- **TASK REQUIREMENTS**:
Go through the entries below from the first line and transcribe each one exactly, ending with the line that contains "target: denim shorts".

- **MATERIAL PROVIDED**:
○ ○ ○ ○ ○ ○ ○
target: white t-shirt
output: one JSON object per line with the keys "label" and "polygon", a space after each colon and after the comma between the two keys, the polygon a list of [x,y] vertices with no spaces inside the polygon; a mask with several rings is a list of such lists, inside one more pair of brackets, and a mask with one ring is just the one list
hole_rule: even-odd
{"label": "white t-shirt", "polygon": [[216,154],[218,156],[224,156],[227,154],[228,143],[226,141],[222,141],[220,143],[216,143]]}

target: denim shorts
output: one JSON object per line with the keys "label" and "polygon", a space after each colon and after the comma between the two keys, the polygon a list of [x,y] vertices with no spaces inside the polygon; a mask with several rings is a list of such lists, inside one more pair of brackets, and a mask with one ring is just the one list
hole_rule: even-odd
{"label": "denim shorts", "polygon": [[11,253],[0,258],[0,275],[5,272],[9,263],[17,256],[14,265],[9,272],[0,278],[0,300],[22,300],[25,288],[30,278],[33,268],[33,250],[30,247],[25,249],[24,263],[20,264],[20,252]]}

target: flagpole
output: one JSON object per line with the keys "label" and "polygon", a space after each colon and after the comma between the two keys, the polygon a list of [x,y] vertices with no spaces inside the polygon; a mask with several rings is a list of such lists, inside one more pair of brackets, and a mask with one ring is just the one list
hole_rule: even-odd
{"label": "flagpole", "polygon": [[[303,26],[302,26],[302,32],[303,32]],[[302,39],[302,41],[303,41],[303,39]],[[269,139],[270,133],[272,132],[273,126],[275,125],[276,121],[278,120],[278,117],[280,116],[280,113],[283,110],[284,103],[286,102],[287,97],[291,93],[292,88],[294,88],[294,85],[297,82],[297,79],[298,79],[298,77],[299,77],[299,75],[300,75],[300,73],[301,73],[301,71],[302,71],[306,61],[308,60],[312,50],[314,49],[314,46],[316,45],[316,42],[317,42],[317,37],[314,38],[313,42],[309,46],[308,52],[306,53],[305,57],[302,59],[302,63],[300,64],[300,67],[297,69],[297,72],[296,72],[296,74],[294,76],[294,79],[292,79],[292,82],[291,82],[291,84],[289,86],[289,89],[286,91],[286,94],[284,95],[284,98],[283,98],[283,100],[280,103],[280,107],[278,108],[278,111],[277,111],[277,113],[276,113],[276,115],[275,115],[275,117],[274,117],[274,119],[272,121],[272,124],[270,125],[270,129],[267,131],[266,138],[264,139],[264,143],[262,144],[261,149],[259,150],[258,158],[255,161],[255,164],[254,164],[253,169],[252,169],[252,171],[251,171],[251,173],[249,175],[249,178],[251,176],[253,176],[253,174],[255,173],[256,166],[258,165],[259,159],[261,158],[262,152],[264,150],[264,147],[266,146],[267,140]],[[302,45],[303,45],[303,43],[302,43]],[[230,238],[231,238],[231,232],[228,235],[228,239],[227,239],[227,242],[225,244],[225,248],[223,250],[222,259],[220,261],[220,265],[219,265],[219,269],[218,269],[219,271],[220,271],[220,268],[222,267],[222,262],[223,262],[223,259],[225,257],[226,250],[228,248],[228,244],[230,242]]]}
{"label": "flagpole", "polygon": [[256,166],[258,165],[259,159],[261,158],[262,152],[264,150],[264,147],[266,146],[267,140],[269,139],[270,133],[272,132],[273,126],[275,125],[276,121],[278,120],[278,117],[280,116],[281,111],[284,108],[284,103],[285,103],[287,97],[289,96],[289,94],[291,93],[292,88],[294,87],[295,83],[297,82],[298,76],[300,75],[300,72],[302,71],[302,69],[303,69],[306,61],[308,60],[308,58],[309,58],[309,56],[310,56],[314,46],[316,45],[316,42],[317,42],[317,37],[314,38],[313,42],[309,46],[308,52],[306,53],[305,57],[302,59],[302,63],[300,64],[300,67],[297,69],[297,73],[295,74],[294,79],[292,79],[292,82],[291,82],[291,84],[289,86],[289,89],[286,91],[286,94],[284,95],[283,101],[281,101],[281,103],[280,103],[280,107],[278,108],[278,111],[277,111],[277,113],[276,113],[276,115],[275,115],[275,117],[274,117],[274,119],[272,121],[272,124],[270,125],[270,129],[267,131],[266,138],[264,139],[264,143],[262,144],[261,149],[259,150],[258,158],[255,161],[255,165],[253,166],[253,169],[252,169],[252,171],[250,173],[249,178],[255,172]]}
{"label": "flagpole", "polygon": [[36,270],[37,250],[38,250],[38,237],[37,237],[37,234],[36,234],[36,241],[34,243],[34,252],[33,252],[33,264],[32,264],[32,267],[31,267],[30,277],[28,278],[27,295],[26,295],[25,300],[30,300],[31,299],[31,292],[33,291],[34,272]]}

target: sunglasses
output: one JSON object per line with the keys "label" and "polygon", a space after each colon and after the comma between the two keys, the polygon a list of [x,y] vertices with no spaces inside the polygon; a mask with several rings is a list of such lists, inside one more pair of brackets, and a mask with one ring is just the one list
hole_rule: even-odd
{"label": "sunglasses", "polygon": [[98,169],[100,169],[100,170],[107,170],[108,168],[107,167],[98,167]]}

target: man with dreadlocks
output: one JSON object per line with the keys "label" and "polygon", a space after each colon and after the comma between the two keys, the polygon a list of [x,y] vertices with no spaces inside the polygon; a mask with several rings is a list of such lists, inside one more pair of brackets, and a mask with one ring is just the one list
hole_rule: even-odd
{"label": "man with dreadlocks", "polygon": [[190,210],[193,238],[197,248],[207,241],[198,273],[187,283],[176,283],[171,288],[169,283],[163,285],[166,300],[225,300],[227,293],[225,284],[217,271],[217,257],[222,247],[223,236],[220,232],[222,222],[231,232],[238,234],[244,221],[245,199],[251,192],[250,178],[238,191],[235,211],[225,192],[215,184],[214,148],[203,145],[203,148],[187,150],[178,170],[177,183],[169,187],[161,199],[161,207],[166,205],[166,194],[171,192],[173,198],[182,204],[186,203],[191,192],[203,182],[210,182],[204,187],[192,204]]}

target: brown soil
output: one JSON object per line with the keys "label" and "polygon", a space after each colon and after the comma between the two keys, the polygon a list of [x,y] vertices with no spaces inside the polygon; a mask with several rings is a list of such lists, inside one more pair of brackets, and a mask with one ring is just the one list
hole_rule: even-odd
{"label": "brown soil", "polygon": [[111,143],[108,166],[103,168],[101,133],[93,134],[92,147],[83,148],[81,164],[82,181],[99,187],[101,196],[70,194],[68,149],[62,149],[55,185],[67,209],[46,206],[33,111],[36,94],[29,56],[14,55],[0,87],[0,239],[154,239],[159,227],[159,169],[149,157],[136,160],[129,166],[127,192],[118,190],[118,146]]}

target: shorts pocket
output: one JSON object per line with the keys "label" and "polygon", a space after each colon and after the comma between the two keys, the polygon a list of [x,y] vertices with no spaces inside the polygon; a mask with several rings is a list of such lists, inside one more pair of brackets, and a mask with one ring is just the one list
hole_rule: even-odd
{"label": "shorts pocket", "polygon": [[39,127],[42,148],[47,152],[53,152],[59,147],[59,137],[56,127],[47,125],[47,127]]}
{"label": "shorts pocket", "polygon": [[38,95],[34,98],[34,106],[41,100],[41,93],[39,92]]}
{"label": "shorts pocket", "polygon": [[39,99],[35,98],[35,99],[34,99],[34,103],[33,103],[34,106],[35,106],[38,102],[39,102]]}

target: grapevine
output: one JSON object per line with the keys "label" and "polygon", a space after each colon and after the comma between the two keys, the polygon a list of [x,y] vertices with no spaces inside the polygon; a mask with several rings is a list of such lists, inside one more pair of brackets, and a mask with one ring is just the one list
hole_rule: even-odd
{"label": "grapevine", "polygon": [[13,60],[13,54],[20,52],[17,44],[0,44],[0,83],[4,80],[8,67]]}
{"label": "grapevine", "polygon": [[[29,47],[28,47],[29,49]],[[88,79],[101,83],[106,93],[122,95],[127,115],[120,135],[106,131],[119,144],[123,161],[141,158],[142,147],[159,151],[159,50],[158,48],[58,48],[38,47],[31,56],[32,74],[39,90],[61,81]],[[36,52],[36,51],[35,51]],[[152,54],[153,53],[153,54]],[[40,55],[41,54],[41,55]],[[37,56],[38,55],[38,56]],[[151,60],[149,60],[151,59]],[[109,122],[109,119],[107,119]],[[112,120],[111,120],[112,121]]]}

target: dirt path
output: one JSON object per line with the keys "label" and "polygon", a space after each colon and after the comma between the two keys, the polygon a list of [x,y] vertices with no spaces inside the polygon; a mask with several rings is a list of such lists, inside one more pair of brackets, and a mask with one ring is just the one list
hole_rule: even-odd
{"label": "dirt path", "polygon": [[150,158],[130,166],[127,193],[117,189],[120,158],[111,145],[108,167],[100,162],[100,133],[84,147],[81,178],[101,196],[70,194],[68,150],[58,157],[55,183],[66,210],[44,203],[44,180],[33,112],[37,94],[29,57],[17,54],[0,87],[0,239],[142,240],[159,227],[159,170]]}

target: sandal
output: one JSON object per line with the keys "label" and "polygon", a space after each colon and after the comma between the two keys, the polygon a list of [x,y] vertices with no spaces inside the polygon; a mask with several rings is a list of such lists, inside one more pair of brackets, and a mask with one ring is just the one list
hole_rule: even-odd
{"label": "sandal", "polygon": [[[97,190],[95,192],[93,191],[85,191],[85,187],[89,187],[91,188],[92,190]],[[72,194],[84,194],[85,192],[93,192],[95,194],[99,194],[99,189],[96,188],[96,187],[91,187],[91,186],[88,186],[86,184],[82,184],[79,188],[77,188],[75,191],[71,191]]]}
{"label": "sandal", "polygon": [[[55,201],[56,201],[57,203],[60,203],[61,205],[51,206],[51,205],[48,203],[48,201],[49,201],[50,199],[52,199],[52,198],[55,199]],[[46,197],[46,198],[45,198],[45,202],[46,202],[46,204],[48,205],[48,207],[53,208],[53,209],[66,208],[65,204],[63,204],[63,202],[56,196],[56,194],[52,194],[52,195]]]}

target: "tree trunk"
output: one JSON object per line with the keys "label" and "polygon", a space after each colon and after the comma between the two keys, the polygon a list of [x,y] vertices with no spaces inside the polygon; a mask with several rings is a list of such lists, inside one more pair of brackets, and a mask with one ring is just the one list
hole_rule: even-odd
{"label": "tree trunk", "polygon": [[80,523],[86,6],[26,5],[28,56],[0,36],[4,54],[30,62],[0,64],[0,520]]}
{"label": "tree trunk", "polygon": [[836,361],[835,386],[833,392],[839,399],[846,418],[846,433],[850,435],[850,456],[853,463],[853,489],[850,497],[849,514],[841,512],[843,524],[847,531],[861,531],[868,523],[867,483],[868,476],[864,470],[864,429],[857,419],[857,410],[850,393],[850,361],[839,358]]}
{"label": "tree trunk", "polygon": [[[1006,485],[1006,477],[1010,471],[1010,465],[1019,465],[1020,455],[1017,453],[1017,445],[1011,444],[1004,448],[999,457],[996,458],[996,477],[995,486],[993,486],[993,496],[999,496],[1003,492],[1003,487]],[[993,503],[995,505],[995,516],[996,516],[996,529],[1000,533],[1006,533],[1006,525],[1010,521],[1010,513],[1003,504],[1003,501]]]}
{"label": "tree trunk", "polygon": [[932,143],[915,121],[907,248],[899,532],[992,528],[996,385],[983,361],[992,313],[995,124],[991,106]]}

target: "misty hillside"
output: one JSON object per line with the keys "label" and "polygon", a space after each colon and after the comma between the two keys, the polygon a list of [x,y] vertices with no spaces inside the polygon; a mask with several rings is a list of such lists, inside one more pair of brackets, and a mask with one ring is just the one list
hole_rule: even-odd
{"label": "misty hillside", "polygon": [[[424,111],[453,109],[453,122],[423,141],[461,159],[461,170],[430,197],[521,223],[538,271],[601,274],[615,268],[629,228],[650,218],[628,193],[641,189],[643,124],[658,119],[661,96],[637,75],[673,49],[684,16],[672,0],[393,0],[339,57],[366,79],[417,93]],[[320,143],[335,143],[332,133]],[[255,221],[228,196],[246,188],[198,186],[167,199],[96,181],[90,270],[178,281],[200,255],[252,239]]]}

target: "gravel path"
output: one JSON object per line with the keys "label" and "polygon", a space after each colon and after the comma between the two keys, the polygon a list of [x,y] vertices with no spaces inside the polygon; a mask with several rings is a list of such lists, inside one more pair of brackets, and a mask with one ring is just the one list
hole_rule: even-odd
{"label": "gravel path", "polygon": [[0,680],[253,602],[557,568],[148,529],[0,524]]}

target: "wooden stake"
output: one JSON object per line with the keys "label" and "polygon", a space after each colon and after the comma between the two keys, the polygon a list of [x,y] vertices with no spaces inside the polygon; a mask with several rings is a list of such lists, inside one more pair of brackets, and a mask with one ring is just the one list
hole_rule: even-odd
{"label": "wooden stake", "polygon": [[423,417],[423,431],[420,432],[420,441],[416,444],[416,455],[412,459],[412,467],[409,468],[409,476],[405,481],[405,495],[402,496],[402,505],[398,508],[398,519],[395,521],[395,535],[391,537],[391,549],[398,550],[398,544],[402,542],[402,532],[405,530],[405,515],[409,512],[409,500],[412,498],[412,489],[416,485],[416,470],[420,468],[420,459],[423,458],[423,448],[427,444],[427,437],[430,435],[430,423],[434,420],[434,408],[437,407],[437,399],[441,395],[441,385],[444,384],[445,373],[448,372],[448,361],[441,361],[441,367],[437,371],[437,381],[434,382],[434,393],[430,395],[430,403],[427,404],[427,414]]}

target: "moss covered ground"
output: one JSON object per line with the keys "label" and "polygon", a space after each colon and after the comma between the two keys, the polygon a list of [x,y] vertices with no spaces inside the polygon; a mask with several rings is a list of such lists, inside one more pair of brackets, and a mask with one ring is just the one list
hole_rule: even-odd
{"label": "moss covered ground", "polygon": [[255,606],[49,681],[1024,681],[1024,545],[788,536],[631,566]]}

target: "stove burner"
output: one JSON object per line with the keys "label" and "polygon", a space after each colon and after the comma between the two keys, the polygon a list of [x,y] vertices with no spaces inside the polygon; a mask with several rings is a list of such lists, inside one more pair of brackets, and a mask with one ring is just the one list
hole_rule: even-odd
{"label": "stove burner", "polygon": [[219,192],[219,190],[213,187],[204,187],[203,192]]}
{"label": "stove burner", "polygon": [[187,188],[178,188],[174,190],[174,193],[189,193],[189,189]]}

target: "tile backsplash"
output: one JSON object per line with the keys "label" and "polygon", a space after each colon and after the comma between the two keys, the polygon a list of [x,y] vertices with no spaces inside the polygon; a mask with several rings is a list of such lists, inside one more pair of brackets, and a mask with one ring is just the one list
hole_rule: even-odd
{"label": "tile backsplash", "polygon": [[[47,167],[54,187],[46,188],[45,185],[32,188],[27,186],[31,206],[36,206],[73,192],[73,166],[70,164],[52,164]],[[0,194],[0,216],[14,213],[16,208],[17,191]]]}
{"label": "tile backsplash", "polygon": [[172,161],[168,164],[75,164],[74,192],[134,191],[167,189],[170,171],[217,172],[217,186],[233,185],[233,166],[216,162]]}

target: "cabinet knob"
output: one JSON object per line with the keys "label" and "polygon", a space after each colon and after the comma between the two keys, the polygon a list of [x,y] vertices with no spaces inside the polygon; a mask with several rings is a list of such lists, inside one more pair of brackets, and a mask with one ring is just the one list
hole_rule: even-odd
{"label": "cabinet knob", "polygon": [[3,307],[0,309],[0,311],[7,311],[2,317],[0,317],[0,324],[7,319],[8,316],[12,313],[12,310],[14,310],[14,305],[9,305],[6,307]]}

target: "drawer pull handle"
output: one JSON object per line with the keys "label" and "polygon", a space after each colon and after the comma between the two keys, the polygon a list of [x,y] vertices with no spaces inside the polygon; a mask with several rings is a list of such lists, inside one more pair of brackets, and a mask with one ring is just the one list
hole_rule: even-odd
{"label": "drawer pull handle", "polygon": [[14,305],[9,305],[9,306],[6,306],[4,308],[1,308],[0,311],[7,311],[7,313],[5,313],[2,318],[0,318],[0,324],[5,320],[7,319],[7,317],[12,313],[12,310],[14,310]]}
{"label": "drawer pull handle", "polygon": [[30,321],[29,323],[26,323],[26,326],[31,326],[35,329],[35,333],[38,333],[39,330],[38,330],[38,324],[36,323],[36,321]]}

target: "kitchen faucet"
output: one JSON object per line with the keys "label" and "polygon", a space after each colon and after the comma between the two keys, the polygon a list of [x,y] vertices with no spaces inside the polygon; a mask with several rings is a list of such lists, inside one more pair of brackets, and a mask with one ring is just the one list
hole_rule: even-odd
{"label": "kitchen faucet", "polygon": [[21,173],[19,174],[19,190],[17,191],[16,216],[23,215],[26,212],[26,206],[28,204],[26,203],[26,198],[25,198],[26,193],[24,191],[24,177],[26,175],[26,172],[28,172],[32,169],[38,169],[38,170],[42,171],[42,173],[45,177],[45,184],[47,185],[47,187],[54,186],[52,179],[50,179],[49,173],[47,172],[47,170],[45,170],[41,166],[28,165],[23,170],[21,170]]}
○ ○ ○ ○ ○ ○ ○
- **SOLUTION**:
target: white t-shirt
output: one JSON object per line with the keys "label" and "polygon", a space after each colon and after the comma between the two keys, the polygon a list of [x,y] vertices with no spaces inside the polygon; a mask with several rings is a list of such lists, inside one more pair of brackets, and a mask with one ring is just the one list
hole_rule: even-odd
{"label": "white t-shirt", "polygon": [[216,154],[218,156],[224,156],[227,154],[228,143],[226,141],[222,141],[220,143],[216,143]]}

target: denim shorts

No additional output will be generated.